▶ [Information provided]
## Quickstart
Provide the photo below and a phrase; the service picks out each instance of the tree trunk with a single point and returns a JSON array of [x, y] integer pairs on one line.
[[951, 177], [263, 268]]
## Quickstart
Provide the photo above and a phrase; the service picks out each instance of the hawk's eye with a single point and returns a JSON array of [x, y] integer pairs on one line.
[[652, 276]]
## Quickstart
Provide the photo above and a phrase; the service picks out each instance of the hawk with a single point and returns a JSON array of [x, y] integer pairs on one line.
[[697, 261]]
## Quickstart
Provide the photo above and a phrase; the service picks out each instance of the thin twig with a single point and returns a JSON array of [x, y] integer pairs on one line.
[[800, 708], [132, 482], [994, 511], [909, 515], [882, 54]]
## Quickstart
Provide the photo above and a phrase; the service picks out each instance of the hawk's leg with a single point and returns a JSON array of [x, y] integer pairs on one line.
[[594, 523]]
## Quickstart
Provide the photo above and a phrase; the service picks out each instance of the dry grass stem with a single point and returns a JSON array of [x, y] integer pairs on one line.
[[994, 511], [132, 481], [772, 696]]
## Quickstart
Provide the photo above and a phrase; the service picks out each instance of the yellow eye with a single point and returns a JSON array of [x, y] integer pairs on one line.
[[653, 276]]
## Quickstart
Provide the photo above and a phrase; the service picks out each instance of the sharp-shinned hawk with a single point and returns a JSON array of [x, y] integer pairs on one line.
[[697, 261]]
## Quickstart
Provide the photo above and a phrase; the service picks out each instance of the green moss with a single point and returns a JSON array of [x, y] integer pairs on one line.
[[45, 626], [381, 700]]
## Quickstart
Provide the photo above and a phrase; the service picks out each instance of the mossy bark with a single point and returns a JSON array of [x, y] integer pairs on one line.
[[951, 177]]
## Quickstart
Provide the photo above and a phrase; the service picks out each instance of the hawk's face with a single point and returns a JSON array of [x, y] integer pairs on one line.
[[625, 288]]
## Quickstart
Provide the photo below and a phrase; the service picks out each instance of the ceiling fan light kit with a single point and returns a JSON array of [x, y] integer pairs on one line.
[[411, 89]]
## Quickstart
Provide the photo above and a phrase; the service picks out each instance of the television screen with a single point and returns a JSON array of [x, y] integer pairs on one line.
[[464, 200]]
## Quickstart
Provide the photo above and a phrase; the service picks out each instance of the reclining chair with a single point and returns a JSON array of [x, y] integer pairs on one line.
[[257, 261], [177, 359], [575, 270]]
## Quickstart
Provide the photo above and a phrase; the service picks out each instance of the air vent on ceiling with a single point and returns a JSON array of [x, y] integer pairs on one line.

▶ [Goal of the exercise] Output the data in full, please, exactly as written.

▶ [Exercise response]
## Quickstart
Provide the photo below and a phrase; the service picks out each instance of the tree trunk with a single point and returns a JSON array of [x, y] integer pairs on one line.
[[951, 177], [263, 268]]
## Quickstart
Provide the photo above and a phrase; the service picks out each instance of the hawk's eye with a single point and returns a JSON array of [x, y] integer pairs on one line.
[[652, 276]]
## Quickstart
Provide the photo above and a phrase; the service picks out each instance of the hawk with a single point and returns a JSON array of [x, y] integer pairs on one line.
[[697, 261]]
## Quickstart
Provide the photo above and a phrase; the service picks out each instance of the thin twig with a single point and returns a JSON array of [x, y] integer pairs on one line.
[[800, 708], [132, 482], [994, 511], [909, 515], [882, 54]]
## Quickstart
Provide the photo above and a phrase; the service picks out each instance of the hawk's leg with a single point and returns a JSON array of [x, y] integer pairs on one line.
[[594, 523]]
## Quickstart
Provide the photo above and a phrase; the service picks out each instance of the dry grass stem with a single point and returns a JSON array of [x, y] integer pairs on one line.
[[994, 511], [132, 481], [772, 696]]
## Quickstart
Provide the photo above and a phrase; the service picks out each instance of the yellow eye with a single point and returns a JSON array of [x, y] integer pairs on one line.
[[653, 276]]
## Quickstart
Provide the photo above and a phrase; the service picks out each instance of the sharp-shinned hawk with a single point and returns a JSON array of [x, y] integer pairs on one line.
[[697, 261]]
## Quickstart
Provide the photo above and a phrase; the service picks out each instance of the green moss with a single point and returns a JSON array of [x, y] integer pairs on one line.
[[45, 626], [381, 700]]
## Quickstart
Provide the photo above and a phrase; the service picks out each instance of the mossy bark with a single point and returns a JSON array of [x, y] integer pairs on one line.
[[951, 177]]
## Quickstart
Provide the photo above and a phrase; the service picks out each instance of the hawk's face with a single point and returns a JSON array of [x, y] integer pairs on one line.
[[625, 288]]
## Quickstart
Provide the photo below and a phrase; the service picks out each instance of the ceiling fan light kit with a single point and returns a JSON array of [x, y] integer pairs on one line.
[[411, 89]]
## Quickstart
Provide the photo above and a phrase; the service picks out each instance of the television screen with a single point and returns a JSON array of [x, y] integer pairs on one line.
[[464, 200]]
## Quickstart
Provide the photo above and a phrase; the service picks out each instance of the reclining chair with a single point and returns a JSON array of [x, y] integer pairs on one line.
[[257, 261], [177, 359], [575, 270]]
## Quickstart
Provide the photo above and a phrase; the service picks out each instance of the air vent on ceiling with a single point and returns a JSON array of [x, y] integer pairs on one line.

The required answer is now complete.